• Artykuł do przeczytania
++++

REKLAMA

NIEMCYSpecjaliści od chirurgicznej precyzji i operacji mózgu wchodzą na giełdę. Znamy cenę akcji

2025-06-30 13:15
publikacja
2025-06-30 13:15

Spółka Brainlab AG ma zostać wyceniona na 1,7 mld euro w pierwszej ofercie publicznej akcji przed debiutem na giełdzie we Frankfurcie. Przed końcem zapisów na akcję zarząd firmy specjalizującej się tworzeniu oprogramowania i sprzętu medycznego, wspierającego leczenie chirurgiczne ma spotkać się jeszcze z inwestorami z Nowego Jorku. Pierwszy dzień notowań zaplanowano na 3 lipca.

Specjaliści od chirurgicznej precyzji i operacji mózgu wchodzą na giełdę. Znamy cenę akcji
Specjaliści od chirurgicznej precyzji i operacji mózgu wchodzą na giełdę. Znamy cenę akcji
fot. Gorodenkoff / / Shutterstock

Brainlab AG to pionier i jeden z globalnych liderów rozwoju, produkcji i wdrażaniu zaawansowanego oprogramowania i sprzętu medycznego wspierającego leczenie chirurgiczne i radioterapię. Dostarcza systemy do nawigacji podczas operacji mózgu, kręgosłupa, ortopedii, czy chirurgii szczękowo-twarzowej.

Rozwija także platformy do zarządzania danymi w sali operacyjnej, integrując obrazy, dokumentację i komunikację w czasie rzeczywistym, co usprawnia pracę zespołu chirurgicznego. Firma założona w 1989 r. zatrudnia ponad 2200 osób i działa w ponad 5600 szpitalach w 116 krajach.

Jak poinformowano w poniedziałkowym komunikacie, cena akcji Brainlab w czasie pierwszej oferty publicznej ma zostać ustalona na 80 euro. Jak podano w oświadczeniu organizatora emisji, zgłoszony popyt na akcje był wielokrotnie większy niż liczba oferowanych walorów, jednak ustalona cena i tak stanowi dolną granicę oferowanego przedziału.

Szczegóły oferty Brainlab

Przypomnijmy, że inwestorom zaoferowano do 2 mln nowych akcji oraz do 3,2 mln akcji sprzedawanych przez dotychczasowych właścicieli (założyciela spółki Stefana Vilsmeiera, jego dalszej rodziny oraz monachijskiego inwestora finansowego EMH Partners). Oficjalny przedział cenowy akcji Brainlab ustalono na 80–100 euro za akcję, co wyceniało firmę na 1,67–2,09 miliarda euro.

Przy cenie 80 euro za akcję nowej emisji do spółki trafi 160 mln euro brutto, które spółka planuje wykorzystać na wejście w kolejne segmenty takie jak ortopedia, medycyna sportowa czy interwencje kardiologiczne. Część kapitału zostanie przeznaczona na rozbudowę i szkolenie zespołów sprzedaży, aby zwiększać udział rynków zagranicznych. Spółka komunikowała, także wsparcie badań i rozwoju (R&D) oraz poprawę struktury finansowej.

++++

[Rekordy ze zbioru danych]
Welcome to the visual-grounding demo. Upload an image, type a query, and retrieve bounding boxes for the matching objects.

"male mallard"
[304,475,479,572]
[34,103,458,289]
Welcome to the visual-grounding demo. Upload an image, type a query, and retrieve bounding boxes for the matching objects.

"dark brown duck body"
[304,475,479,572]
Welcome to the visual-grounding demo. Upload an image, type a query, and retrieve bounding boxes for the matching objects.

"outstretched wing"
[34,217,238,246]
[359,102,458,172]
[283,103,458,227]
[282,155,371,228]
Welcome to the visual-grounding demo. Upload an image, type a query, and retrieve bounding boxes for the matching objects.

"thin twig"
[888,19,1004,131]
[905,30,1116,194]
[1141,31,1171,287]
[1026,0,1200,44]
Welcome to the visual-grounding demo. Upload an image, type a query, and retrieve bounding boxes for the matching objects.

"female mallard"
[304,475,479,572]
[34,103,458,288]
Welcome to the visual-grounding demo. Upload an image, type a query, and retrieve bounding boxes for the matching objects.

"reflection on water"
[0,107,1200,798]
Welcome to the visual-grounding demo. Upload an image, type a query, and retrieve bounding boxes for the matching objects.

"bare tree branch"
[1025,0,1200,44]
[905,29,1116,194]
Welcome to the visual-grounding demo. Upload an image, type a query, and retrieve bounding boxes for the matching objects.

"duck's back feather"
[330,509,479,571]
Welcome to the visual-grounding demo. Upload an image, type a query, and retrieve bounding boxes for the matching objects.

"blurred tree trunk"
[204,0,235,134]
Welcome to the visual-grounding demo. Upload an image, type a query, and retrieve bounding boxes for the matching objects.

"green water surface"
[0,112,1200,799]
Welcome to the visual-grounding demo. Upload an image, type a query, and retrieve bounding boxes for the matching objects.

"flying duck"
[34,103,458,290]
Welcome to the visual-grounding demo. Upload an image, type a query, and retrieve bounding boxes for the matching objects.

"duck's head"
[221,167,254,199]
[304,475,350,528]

++++

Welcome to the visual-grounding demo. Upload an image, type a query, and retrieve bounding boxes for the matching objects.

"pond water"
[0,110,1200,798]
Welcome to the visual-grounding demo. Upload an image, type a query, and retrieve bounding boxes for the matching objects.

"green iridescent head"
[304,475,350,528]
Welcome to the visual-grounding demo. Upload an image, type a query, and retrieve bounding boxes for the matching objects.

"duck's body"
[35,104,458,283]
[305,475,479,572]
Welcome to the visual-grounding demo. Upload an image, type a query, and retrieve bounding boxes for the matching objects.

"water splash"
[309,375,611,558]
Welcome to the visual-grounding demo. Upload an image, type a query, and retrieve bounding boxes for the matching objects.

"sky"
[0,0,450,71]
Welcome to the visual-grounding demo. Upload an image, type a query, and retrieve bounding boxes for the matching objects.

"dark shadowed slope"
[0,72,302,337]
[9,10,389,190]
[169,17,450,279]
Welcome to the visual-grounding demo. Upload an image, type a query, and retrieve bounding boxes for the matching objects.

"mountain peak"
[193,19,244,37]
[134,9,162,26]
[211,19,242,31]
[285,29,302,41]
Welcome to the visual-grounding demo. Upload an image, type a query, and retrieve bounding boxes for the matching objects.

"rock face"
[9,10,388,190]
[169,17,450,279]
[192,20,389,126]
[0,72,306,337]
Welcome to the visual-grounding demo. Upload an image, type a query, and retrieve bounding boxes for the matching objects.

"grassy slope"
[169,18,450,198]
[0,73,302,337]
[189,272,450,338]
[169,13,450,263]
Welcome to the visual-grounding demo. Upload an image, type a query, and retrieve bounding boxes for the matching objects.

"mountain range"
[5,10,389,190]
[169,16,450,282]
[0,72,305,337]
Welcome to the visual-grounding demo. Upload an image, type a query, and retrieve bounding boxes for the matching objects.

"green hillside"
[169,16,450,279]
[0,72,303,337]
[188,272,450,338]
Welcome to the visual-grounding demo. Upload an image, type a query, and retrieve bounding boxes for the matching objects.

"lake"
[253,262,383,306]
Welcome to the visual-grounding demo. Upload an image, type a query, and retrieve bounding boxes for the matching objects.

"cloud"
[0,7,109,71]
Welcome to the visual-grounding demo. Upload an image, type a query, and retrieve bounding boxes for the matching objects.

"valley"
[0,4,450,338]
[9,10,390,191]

++++

• Części zadania
1. Odpowiedz na pytania dotyczące artykułu o debiucie Brainlab na giełdzie.
(a) W którym roku założono firmę Brainlab?
(b) Na jaki dzień zaplanowano pierwszy dzień notowań?
(c) Ile euro brutto trafi do spółki przy cenie 80 euro za akcję nowej emisji?
2. Przepisz fragment artykułu o debiucie Brainlab od słów "Przypomnijmy, że inwestorom" do słów "poprawę struktury finansowej." i zastąp w nim "medycyna sportowa" wyrażeniem "rehabilitacja".
Materiał nie ma żadnego związku z artykułem.

• Odpowiedzi do poleceń
1.
(a) W 1989 roku.
(b) Na 3 lipca.
(c) 160 mln euro.

2.
Przypomnijmy, że inwestorom zaoferowano do 2 mln nowych akcji oraz do 3,2 mln akcji sprzedawanych przez dotychczasowych właścicieli (założyciela spółki Stefana Vilsmeiera, jego dalszej rodziny oraz monachijskiego inwestora finansowego EMH Partners). Oficjalny przedział cenowy akcji Brainlab ustalono na 80–100 euro za akcję, co wyceniało firmę na 1,67–2,09 miliarda euro.

Przy cenie 80 euro za akcję nowej emisji do spółki trafi 160 mln euro brutto, które spółka planuje wykorzystać na wejście w kolejne segmenty takie jak ortopedia, rehabilitacja czy interwencje kardiologiczne. Część kapitału zostanie przeznaczona na rozbudowę i szkolenie zespołów sprzedaży, aby zwiększać udział rynków zagranicznych. Spółka komunikowała, także wsparcie badań i rozwoju (R&D) oraz poprawę struktury finansowej.